An exact transcription of every record is needed.
[Opening PROVIDED RECORDS section]
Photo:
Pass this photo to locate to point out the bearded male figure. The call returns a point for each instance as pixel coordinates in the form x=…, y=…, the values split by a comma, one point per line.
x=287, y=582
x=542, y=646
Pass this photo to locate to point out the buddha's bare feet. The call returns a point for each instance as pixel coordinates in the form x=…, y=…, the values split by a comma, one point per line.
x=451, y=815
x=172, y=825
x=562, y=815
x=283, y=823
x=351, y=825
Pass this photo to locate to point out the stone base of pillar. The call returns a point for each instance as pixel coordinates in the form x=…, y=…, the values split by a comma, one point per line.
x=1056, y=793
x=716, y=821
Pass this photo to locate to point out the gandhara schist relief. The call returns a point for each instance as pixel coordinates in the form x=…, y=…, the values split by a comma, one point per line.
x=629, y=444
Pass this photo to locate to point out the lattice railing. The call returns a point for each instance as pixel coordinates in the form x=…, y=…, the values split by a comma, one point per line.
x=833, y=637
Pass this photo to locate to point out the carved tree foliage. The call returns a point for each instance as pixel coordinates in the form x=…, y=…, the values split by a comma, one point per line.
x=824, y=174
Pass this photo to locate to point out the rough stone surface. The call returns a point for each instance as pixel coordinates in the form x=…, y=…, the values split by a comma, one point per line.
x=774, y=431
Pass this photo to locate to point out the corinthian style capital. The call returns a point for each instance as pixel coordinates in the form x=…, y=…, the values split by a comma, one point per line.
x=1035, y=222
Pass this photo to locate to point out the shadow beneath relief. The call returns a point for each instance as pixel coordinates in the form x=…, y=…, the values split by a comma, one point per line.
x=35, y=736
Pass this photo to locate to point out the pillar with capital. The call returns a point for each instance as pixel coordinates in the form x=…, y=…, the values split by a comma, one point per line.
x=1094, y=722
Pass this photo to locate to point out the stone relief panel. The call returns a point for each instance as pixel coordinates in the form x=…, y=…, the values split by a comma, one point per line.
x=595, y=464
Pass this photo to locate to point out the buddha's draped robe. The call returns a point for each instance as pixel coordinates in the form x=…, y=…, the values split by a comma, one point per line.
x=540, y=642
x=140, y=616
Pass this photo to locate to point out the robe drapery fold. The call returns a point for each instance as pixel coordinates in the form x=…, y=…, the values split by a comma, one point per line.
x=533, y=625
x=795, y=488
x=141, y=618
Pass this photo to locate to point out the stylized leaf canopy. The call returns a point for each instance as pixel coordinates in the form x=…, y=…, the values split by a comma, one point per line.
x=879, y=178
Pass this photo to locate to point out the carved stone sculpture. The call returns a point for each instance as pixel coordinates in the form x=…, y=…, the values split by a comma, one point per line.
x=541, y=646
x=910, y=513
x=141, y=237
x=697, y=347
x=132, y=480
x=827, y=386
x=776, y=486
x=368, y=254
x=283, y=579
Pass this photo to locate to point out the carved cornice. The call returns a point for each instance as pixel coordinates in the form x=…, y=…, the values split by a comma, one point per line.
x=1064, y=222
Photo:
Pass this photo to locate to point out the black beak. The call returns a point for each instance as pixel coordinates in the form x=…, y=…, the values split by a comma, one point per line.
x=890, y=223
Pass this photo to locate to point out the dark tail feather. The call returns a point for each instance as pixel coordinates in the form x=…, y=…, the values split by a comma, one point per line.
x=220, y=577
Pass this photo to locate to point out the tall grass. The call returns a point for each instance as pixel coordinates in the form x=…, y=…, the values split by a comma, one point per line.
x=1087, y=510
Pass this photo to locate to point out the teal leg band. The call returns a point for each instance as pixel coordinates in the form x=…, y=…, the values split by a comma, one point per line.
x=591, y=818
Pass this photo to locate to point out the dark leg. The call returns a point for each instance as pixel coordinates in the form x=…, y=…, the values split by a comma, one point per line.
[Closing PROVIDED RECORDS section]
> **SOLUTION TO THE EXERCISE**:
Photo:
Pass this photo to locate to point out the bearded male figure. The call returns a point for each instance as pixel coordinates in the form x=…, y=…, the values split by a comma, one point per line.
x=287, y=582
x=542, y=646
Pass this photo to locate to point out the buddha's bare feet. The call returns a point for each instance as pixel coordinates in the form x=…, y=…, the values split by a comma, one point per line.
x=451, y=815
x=172, y=825
x=562, y=815
x=283, y=823
x=351, y=825
Pass this photo to locate to point out the stone base of pillar. The call returns a point for each instance as pixel coordinates in the form x=…, y=…, the values split by a comma, one point per line.
x=1056, y=793
x=716, y=821
Pass this photo to locate to point out the gandhara schist relief. The call returns a point for each instance as pixel coordinates in the form x=…, y=…, the values split by a comma, one point per line.
x=629, y=444
Pass this photo to locate to point out the lattice railing. The call returns a point for each instance as pixel coordinates in the form x=…, y=…, the values split by a comma, one point per line.
x=833, y=637
Pass this photo to locate to point out the carved tree foliage. The call returns a point for each instance as pixel coordinates in the form x=…, y=…, the values split by a comma, one point per line.
x=824, y=174
Pass this photo to locate to point out the rough stone surface. The call returns a point for each instance as pixel coordinates in the form x=…, y=…, the values split by a comma, one point per line.
x=774, y=431
Pass this photo to locate to point out the corinthian style capital. The call returns a point for each instance as pixel coordinates in the form x=…, y=…, the values split by a comma, one point per line.
x=1035, y=222
Pass this photo to locate to point out the shadow beneath relief. The call returns a point for each instance as pixel coordinates in the form x=…, y=…, the values split by a comma, one point per line.
x=35, y=736
Pass this photo to locate to point out the pillar with capital. The call returns a point for each instance as pixel coordinates in the form x=…, y=…, the values split by a comma, one point per line.
x=1094, y=722
Pass this photo to locate to point out the stone relief panel. The call returns a point for each instance as pixel coordinates in the form x=…, y=…, the values split by a comma, one point per line.
x=595, y=464
Pass this photo to locate to point out the buddha's draped robe. The call returns a point for each instance as pixel coordinates in the form x=…, y=…, the values split by a comma, one point per line.
x=540, y=642
x=140, y=616
Pass this photo to locate to point out the robe drapery fold. The call returns a point for each instance as pixel coordinates in the form x=…, y=…, the values split by a comma, one point per line.
x=533, y=625
x=795, y=488
x=141, y=618
Pass this photo to locate to point out the stylized leaf canopy. The call returns a point for each instance as pixel coordinates in the form x=…, y=…, the values split by a comma, one point per line.
x=879, y=178
Pass this photo to locate to point out the carved stone sculpture. The call returns a point for each instance as pixel coordinates in the form x=…, y=…, the values split by a comma, one point per line.
x=541, y=646
x=910, y=513
x=141, y=237
x=697, y=347
x=132, y=480
x=827, y=386
x=776, y=486
x=368, y=254
x=283, y=579
Pass this photo to locate to point out the carved cornice. The call returns a point for each instance as pixel coordinates in the form x=…, y=…, the values split by a comma, one point per line.
x=1064, y=222
Photo:
Pass this photo to locate to point out the black beak. The call returns a point for each instance as pixel coordinates in the form x=…, y=…, the values split by a comma, one point per line.
x=890, y=223
Pass this photo to locate to point out the dark tail feather. The call returns a point for each instance as pixel coordinates in the form x=…, y=…, the values split by a comma, one point per line.
x=220, y=577
Pass this photo to locate to point out the tall grass. The call returns a point for each instance as pixel coordinates in the form x=…, y=…, the values split by a comma, one point per line.
x=1087, y=510
Pass this photo to locate to point out the teal leg band. The call returns a point for each instance as pixel coordinates in the form x=…, y=…, the values split by a comma, one point per line.
x=591, y=818
Pass this photo to locate to point out the dark leg. The call returns a point for each instance as pixel coordinates in the form x=…, y=…, the values split by a comma, one point per line.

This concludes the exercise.